- **Work to be completed**
Copy every one of the records below line for line, with no change to any character.

─── Data listing

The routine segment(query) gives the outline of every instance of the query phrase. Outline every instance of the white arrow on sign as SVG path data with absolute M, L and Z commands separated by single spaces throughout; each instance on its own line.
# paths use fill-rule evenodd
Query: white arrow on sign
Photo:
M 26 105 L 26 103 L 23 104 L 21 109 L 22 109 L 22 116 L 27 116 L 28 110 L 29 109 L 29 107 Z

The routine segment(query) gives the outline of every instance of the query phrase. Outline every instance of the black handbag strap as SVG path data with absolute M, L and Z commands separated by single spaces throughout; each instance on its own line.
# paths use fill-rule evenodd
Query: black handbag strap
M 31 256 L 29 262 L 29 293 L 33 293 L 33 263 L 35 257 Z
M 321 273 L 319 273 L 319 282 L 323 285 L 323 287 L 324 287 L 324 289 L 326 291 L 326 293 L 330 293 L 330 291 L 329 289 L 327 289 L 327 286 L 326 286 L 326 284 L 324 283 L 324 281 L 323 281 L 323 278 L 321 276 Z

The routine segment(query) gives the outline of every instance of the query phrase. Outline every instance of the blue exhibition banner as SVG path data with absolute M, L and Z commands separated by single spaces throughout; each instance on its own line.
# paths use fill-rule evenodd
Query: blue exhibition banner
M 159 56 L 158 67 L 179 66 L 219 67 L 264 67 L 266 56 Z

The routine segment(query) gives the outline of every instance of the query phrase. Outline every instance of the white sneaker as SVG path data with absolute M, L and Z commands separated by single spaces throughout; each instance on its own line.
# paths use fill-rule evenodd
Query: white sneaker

──────

- **Task solution**
The routine segment(query) gives the outline of every instance of the query phrase. Outline every instance of the white arrow on sign as SVG path data with absolute M, L and Z commands separated by single spaces throughout; each instance on its own line.
# paths use fill-rule evenodd
Query: white arrow on sign
Photo:
M 26 105 L 26 103 L 23 104 L 21 109 L 22 109 L 22 116 L 27 116 L 28 110 L 29 109 L 29 107 Z

The routine segment(query) gives the outline of every instance of the query phrase. Outline every instance of the black handbag strap as SVG path data with absolute M, L and Z commands separated by single spaces throughout; each instance on its own line.
# paths use fill-rule evenodd
Query: black handbag strap
M 31 256 L 29 262 L 29 293 L 33 293 L 33 263 L 35 257 Z
M 321 273 L 319 273 L 319 282 L 323 285 L 323 287 L 324 287 L 324 289 L 326 291 L 326 293 L 330 293 L 330 291 L 329 289 L 327 289 L 327 286 L 326 286 L 326 284 L 324 283 L 324 281 L 323 281 L 323 278 L 321 276 Z

The routine segment(query) gives the outline of every instance of the query phrase. Outline every instance of the blue exhibition banner as SVG path data with absolute M, L and Z commands separated by single spaces throughout; each instance on its own line.
# paths use fill-rule evenodd
Query: blue exhibition banner
M 159 56 L 158 67 L 179 66 L 219 67 L 264 67 L 266 56 Z

The routine segment(query) gives the outline of every instance of the query phrase. Outline every instance of the white sneaker as SVG path data with absolute M, L and Z commands separated by single spaces throughout; each instance on its own line.
# paths use fill-rule evenodd
Query: white sneaker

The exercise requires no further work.